*** Dataset records ***

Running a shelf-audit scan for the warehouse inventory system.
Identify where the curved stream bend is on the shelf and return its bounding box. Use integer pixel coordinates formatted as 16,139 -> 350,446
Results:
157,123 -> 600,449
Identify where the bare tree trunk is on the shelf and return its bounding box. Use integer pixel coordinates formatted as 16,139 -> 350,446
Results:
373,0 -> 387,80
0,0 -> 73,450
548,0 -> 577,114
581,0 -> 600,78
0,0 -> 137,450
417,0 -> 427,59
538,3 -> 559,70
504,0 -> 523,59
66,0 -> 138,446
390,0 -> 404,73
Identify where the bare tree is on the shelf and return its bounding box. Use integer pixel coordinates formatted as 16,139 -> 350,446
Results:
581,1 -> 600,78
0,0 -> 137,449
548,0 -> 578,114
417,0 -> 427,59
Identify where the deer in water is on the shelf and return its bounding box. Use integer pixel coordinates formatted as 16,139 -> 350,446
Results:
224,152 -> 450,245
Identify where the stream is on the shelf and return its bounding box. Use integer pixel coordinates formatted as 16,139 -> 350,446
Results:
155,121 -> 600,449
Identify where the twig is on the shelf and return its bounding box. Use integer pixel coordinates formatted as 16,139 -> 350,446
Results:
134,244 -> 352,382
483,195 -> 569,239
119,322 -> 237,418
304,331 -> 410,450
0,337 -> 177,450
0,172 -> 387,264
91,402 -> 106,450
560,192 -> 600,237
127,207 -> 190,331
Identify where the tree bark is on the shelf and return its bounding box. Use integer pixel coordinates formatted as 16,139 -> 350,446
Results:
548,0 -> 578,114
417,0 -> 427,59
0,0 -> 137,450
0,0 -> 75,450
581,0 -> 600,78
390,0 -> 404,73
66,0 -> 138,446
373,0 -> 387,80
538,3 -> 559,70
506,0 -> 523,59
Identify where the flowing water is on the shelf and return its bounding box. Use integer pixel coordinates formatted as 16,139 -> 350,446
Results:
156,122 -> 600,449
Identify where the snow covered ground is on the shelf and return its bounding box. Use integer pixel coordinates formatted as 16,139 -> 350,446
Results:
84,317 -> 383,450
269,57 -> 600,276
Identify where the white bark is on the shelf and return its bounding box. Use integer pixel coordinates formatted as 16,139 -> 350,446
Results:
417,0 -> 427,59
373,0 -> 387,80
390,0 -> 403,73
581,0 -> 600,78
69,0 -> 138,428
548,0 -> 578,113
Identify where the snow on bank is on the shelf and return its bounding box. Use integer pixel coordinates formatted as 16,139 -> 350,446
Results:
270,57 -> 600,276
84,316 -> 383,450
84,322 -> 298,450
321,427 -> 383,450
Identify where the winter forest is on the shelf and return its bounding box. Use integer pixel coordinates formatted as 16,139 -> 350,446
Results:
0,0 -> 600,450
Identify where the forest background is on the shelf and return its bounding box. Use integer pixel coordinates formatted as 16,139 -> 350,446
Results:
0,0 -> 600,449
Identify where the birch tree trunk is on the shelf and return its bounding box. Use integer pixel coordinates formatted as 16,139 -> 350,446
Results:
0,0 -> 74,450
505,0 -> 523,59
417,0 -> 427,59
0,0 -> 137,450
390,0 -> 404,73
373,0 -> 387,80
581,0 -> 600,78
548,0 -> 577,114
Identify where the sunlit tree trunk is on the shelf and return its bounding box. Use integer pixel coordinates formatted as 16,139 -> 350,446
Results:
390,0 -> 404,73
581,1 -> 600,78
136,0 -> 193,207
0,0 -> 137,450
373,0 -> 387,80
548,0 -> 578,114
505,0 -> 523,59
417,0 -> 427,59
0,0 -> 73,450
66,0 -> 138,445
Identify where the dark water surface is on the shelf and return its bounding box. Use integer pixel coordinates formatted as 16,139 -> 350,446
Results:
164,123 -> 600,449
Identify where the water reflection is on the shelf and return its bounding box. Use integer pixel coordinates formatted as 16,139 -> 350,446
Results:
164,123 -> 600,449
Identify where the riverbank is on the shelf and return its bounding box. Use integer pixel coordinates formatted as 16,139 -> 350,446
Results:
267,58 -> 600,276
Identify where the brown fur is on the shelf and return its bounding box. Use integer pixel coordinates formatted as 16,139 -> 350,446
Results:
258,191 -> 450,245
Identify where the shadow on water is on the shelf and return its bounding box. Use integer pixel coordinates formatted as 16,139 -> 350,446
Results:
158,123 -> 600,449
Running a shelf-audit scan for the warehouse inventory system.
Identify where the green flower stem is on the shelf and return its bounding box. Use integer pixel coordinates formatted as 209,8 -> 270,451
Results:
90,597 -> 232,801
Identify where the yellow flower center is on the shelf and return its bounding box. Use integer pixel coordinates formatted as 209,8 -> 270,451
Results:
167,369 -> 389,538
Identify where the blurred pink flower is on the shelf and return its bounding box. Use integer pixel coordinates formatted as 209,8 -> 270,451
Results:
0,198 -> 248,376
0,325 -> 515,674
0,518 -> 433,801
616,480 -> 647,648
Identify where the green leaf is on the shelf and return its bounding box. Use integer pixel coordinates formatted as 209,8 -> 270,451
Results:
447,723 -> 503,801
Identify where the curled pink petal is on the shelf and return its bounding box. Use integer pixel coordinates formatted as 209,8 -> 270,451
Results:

***

Please swap "Results" for "Detections" in the stretch of lines from the one containing "Identify where the tree" through the one containing "321,427 -> 383,450", changing nothing else. Give back only those lines.

→ **Exercise response**:
Identify where the tree bark is on the shelf and return its bounding box. Use integer pixel coordinates formatted as 16,139 -> 350,446
Detections:
548,0 -> 578,114
417,0 -> 427,59
0,0 -> 137,450
0,0 -> 75,450
581,0 -> 600,78
390,0 -> 404,73
66,0 -> 138,446
373,0 -> 387,80
538,3 -> 559,70
506,0 -> 523,59
Identify where the flowing water is on the shelf and return its bounding box. Use integer pixel coordinates formatted as 16,139 -> 350,446
Detections:
156,122 -> 600,449
Identify where the snow covered ground is on the shelf and return its bounding box. Use integer pixel coordinates formatted as 16,139 -> 350,446
Detections:
84,317 -> 383,450
269,57 -> 600,276
Identify where the white bark is on the shelf and return its bounding box. Use integer pixel coordinates formatted as 16,139 -> 350,446
Detections:
417,0 -> 427,59
373,0 -> 387,80
390,0 -> 403,73
581,0 -> 600,78
69,0 -> 138,428
548,0 -> 578,113
Identify where the snow on bank is on the shelf and return its bounding box. Use integer pixel coordinates formatted as 16,139 -> 350,446
Detections:
270,57 -> 600,276
84,316 -> 383,450
84,322 -> 298,450
321,427 -> 383,450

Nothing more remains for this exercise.